**Given exercise**: All of the lines below are to be transcribed faithfully, with pictures excluded from the copy.

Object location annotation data
··········

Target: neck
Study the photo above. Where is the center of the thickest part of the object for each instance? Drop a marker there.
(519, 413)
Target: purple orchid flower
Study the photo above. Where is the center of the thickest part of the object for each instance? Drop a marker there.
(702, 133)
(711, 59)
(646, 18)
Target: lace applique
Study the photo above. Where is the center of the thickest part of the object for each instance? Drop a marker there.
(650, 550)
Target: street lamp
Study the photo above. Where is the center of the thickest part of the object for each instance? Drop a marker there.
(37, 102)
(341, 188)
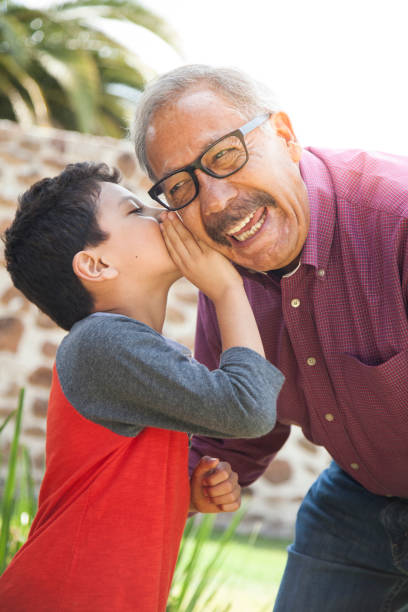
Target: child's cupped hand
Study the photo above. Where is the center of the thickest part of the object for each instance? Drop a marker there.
(210, 271)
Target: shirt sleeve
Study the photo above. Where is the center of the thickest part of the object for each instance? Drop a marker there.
(123, 375)
(249, 458)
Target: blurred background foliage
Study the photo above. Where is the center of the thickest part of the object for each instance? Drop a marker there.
(61, 66)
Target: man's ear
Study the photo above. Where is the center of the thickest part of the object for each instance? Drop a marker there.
(283, 128)
(88, 266)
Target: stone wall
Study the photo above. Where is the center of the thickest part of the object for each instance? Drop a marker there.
(29, 339)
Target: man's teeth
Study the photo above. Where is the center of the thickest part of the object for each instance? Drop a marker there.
(241, 224)
(250, 232)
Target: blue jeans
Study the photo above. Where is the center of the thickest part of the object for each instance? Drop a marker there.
(350, 552)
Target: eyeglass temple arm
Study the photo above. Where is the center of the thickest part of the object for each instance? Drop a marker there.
(254, 123)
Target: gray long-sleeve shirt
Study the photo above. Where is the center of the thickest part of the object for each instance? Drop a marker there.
(122, 374)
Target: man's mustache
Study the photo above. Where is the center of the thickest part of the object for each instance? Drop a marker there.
(218, 224)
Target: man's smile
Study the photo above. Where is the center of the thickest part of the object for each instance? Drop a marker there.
(249, 226)
(241, 221)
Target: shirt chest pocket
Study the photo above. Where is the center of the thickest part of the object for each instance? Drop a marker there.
(382, 388)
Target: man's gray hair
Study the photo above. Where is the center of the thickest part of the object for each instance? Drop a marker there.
(245, 94)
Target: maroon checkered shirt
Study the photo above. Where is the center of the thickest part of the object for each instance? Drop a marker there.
(337, 328)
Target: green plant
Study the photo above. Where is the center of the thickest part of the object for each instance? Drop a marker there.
(194, 587)
(63, 65)
(18, 503)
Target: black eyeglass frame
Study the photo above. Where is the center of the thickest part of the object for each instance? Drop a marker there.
(155, 191)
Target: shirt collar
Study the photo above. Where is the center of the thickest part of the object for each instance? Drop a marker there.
(322, 203)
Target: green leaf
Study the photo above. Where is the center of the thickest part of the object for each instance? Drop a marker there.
(8, 499)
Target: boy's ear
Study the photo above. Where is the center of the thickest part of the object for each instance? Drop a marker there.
(88, 266)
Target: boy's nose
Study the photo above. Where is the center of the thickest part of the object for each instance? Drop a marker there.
(152, 211)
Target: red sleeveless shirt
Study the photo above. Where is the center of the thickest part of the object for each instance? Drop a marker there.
(111, 514)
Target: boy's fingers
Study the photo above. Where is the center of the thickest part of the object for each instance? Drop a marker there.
(227, 498)
(221, 473)
(223, 488)
(230, 507)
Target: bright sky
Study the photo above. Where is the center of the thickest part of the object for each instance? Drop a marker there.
(338, 67)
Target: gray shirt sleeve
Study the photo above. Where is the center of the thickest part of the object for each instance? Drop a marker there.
(122, 374)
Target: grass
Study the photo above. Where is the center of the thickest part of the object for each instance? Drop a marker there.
(249, 576)
(217, 571)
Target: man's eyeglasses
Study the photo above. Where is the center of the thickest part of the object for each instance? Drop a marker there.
(222, 158)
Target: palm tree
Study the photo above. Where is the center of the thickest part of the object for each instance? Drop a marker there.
(59, 67)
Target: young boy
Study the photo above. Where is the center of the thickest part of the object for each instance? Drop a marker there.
(115, 494)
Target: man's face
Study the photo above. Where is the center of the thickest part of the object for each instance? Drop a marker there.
(257, 217)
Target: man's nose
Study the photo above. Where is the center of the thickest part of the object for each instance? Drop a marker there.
(215, 194)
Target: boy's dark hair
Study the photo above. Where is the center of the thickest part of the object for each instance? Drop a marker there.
(54, 220)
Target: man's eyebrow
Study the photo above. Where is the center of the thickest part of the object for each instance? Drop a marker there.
(203, 149)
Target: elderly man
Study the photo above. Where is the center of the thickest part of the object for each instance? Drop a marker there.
(320, 238)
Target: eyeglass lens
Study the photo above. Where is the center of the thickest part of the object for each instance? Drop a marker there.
(223, 158)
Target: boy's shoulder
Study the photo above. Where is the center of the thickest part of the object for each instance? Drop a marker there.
(103, 337)
(102, 328)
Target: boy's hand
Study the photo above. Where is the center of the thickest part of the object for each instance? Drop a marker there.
(210, 271)
(214, 487)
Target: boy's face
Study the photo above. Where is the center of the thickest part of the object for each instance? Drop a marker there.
(135, 247)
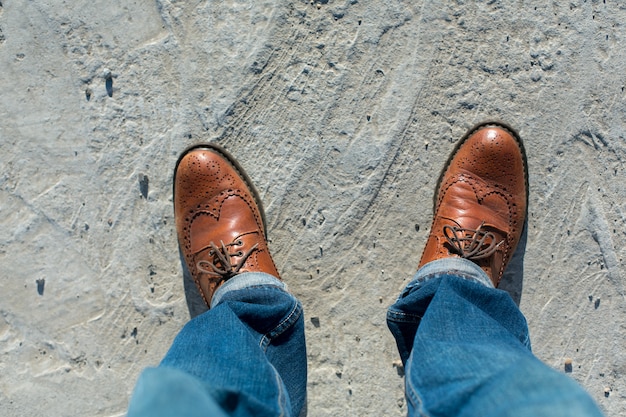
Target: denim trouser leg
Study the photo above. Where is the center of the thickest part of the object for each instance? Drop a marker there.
(466, 350)
(245, 356)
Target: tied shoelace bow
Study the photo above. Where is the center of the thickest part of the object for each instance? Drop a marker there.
(221, 265)
(471, 244)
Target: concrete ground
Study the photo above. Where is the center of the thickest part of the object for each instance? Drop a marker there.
(343, 113)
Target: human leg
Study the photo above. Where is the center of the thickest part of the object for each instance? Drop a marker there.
(246, 355)
(466, 351)
(464, 343)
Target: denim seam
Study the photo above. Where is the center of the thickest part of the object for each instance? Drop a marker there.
(281, 393)
(401, 317)
(281, 327)
(413, 397)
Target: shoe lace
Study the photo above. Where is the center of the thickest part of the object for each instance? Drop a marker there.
(471, 244)
(221, 264)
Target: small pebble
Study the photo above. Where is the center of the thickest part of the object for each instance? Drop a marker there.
(568, 365)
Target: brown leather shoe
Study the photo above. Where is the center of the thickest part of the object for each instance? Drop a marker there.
(480, 206)
(219, 219)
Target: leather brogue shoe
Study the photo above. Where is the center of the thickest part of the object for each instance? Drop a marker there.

··········

**Right answer**:
Target: neck
Study the photo above. Where is the center of the thickest part of the object for each instance? Drop a marker there.
(519, 413)
Target: purple orchid flower
Study the photo above. Where is the center of the thickest part of the object for each instance? Drop a marker there.
(702, 133)
(711, 59)
(646, 18)
Target: lace applique
Study the photo above. Where is the center of the thickest part of the object for each instance? Drop a marker there.
(650, 550)
Target: street lamp
Study the photo above. Where is the center of the thickest part of the object for each instance? Drop a marker there.
(37, 102)
(341, 188)
Target: child's cupped hand
Study the photo above. Where is the center of the thickest part of the object for each instance? Drop a marker there.
(210, 271)
Target: shirt sleeve
Study the photo above. Where is the center of the thickest part of the object for each instance? Drop a marker there.
(123, 375)
(249, 458)
Target: blurred background foliage
Study the photo above. Where is the center of the thickest part of the object for each instance? Drop a marker there.
(61, 66)
Target: man's ear
Study the photo above. Where is the center of the thickest part of the object for each instance? Drop a marker there.
(283, 128)
(88, 266)
Target: stone wall
Study the photo above. Where is the center of the thickest part of the object for each instance? Drop a marker there.
(29, 339)
Target: man's teeth
Study the photo above. Where is the center of the thickest part of the object for each instance? Drop a marker there.
(241, 224)
(250, 232)
Target: blue jeans
Study the photo above. Where is the center of the thickest part of the object for each instance? Drop a marker there.
(350, 552)
Target: eyeglass temple arm
Study the photo above. Where is the center of the thickest part of the object for each instance? Drop a marker there.
(254, 123)
Target: gray long-sleeve shirt
Study the photo above. Where is the center of the thickest part of the object for each instance? Drop a marker there.
(122, 374)
Target: man's mustache
Study the photo above. Where is the center of the thickest part of the object for each instance? Drop a marker there.
(218, 224)
Target: man's smile
Study the photo above. Where is the center of the thickest part of the object for each instance? Drop a marker there.
(249, 226)
(241, 221)
Target: shirt chest pocket
Study the photo above. Where is the center of the thickest part of the object for each instance? Drop a marker there.
(382, 388)
Target: man's gray hair
Study the photo above. Where is the center of the thickest part of the object for each instance? Drop a marker there.
(245, 94)
Target: maroon checkered shirt
Study the photo above. Where is the center of the thickest part of the object for each instance? Drop a marker there.
(337, 328)
Target: green plant
Study the photo above. Where is the center of the thickest part of the object for each instance? Drop a marker there.
(194, 587)
(63, 65)
(18, 503)
Target: black eyeglass frame
Study the photo above. Where is the center of the thickest part of the object for each instance? Drop a marker there.
(155, 191)
Target: shirt collar
Study the photo above. Where is the center of the thickest part of the object for each instance? Drop a marker there.
(322, 203)
Target: green leaf
Study the photo above. Where is the center of the thickest part of the object for each instance? Drop a marker there.
(8, 499)
Target: boy's ear
Study the photo above. Where is the center of the thickest part of the object for each instance? Drop a marker there.
(88, 266)
Target: boy's nose
Study the photo above. Where is the center of the thickest part of the object for each instance? Drop a marker there.
(152, 211)
Target: red sleeveless shirt
Study the photo above. Where is the center of the thickest part of the object for each instance? Drop a marker there.
(111, 514)
Target: boy's fingers
Study the photo above. Where is the center of the thickest part of the object for each instance? Drop a marker there.
(227, 498)
(221, 473)
(223, 488)
(230, 507)
Target: bright sky
Study the photo above. Where is the center of the thickest part of the object for each instance? Drop a marker there.
(338, 67)
Target: gray shirt sleeve
Study the photo above. Where is the center of the thickest part of the object for each instance? Drop a marker there.
(122, 374)
Target: grass
Study the photo above. Where is the center of the thickest part of the object for each instance? Drop a marker there.
(249, 576)
(217, 571)
Target: man's eyeglasses
Study the photo above. Where is the center of the thickest part of the object for each instance? Drop a marker there.
(222, 158)
Target: palm tree
Study the photo above. Where is the center of the thickest part of the object for each instance? Drop a marker there.
(59, 67)
Target: young boy
Study the photo above. Where is the center of the thickest part of the object for each instance? Drop a marker there.
(115, 494)
Target: man's face
Study the photo above. Where is the center of the thickest part of the object for each instance? Drop a marker there.
(257, 217)
Target: man's nose
Study the photo above. Where is the center of the thickest part of the object for each instance? Drop a marker there.
(215, 194)
Target: boy's dark hair
Study the photo above. Where is the center of the thickest part of the object for each instance? Drop a marker there.
(54, 220)
Target: man's eyebrow
Study the photo above. Where is the center of the thickest part of the object for each instance? Drop a marker there.
(203, 149)
Target: elderly man
Study the photo above. Where is the center of the thickest part of the object for each instance? Drop a marker there.
(320, 238)
Target: eyeglass lens
Study the photo above. Where is the center of the thickest part of the object for each instance? Drop a marker there.
(223, 158)
Target: boy's shoulder
Study the photo above. Where is the center of the thickest part of the object for each instance? Drop a marker there.
(103, 337)
(102, 328)
Target: boy's hand
Study the photo above. Where is the center of the thickest part of the object for each instance? Drop a marker there.
(210, 271)
(214, 487)
Target: boy's face
Study the photo above. Where is the center of the thickest part of the object for each instance? Drop a marker there.
(135, 247)
Target: denim trouser leg
Study the photo above. Where is the center of the thickest part of the object for each instance? Drop a marker there.
(466, 350)
(245, 356)
Target: tied shoelace bow
Study the photo above. Where is the center of the thickest part of the object for each instance? Drop a marker there.
(221, 265)
(471, 244)
Target: concrete ground
Study the photo above. Where is the center of the thickest part of the object for each instance? Drop a marker there.
(343, 113)
Target: human leg
Study the photo above. Where is the center of the thickest part of the object for each instance? Drop a marker there.
(246, 355)
(466, 351)
(464, 343)
Target: denim seam
Study the photo above. Where is the center of the thickest part of the object for each instance? Drop a marker there.
(281, 393)
(401, 317)
(281, 327)
(413, 397)
Target: shoe lace
Study the photo above. Where is the center of the thickest part of the object for each instance? Drop a marker there.
(471, 244)
(221, 264)
Target: small pebble
Study the photo above. Where is the center of the thickest part of the object for each instance? Drop a marker there.
(568, 365)
Target: brown leather shoe
Study the photo above. Where is the center of the thickest part of the object for each instance? Drop a marker there.
(480, 206)
(219, 219)
Target: leather brogue shoe
Study the photo above. Where is the center of the thickest part of the object for each instance? Drop a marker there.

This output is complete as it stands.